WHAT YOU ARE ASKED TO DO »
Your task is to repeat, word for word, the line containing "written like (192,412)." and all lines that follow it to the end of the material, and no other lines.

RECORDS FOR THE EXERCISE »
"""

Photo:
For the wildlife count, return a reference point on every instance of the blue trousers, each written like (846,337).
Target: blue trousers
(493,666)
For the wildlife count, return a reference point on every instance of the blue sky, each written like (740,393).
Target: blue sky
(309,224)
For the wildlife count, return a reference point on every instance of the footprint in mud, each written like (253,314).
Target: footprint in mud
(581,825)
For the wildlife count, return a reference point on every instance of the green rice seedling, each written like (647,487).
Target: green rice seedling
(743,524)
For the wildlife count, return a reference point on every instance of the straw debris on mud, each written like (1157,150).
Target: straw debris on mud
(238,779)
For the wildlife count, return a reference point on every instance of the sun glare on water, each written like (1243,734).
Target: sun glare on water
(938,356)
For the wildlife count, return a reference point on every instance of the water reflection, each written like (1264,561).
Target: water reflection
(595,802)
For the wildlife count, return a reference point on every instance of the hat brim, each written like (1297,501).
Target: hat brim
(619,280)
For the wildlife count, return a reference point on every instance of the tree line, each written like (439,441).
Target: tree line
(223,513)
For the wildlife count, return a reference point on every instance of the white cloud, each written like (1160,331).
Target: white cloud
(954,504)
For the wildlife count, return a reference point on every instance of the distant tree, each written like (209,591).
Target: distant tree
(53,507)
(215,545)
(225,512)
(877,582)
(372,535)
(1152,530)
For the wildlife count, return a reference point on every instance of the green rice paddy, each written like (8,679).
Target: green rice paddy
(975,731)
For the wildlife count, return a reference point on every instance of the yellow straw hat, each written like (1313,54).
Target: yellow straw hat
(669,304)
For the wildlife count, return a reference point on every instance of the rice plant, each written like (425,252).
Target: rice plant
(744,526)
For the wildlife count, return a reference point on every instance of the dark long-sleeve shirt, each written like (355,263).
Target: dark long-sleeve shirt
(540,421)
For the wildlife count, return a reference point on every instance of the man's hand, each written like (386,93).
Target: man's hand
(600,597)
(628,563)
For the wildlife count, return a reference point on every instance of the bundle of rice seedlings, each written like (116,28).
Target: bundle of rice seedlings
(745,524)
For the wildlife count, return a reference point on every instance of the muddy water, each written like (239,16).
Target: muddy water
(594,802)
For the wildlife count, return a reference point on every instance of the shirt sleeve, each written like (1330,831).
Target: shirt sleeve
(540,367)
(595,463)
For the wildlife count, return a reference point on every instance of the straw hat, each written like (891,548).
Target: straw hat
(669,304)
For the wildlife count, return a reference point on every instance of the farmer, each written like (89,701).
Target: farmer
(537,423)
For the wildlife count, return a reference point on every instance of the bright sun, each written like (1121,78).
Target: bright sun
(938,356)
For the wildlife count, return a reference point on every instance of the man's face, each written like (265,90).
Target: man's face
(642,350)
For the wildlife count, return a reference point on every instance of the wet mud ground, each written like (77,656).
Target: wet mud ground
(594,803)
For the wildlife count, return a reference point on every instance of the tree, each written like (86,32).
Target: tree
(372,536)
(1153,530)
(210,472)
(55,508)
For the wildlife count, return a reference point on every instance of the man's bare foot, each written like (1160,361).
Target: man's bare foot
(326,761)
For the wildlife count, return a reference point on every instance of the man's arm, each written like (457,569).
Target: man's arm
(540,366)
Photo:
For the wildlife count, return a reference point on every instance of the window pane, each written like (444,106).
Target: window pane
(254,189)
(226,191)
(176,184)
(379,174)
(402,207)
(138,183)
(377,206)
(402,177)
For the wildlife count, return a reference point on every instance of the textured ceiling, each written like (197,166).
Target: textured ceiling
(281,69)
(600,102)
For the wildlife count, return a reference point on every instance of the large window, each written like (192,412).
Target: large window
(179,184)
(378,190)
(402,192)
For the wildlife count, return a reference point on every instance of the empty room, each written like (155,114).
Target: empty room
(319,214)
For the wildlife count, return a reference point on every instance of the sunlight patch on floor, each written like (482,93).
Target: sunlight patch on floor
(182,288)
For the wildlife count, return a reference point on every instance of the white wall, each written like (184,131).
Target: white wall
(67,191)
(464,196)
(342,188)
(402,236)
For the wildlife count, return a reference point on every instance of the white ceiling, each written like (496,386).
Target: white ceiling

"""

THE ANSWER »
For the wildlife count, return a reference point on every instance of the large window, each written like (192,412).
Target: large window
(179,184)
(378,190)
(402,192)
For the wildlife count, return a reference point on every instance of the empty room, each written like (155,114).
Target: empty room
(319,214)
For the wildlife count, return a reference point on every instance of the sunlight patch on floor, each written like (482,93).
Target: sunlight patch on floor
(182,288)
For the wildlife count, return a reference point on every instance of the white wall, each written like (184,131).
Target: white wall
(67,191)
(464,196)
(342,188)
(402,236)
For the wildlife count, return a reference point on every instance of the white ceiling, each written like (496,386).
Target: white ceiling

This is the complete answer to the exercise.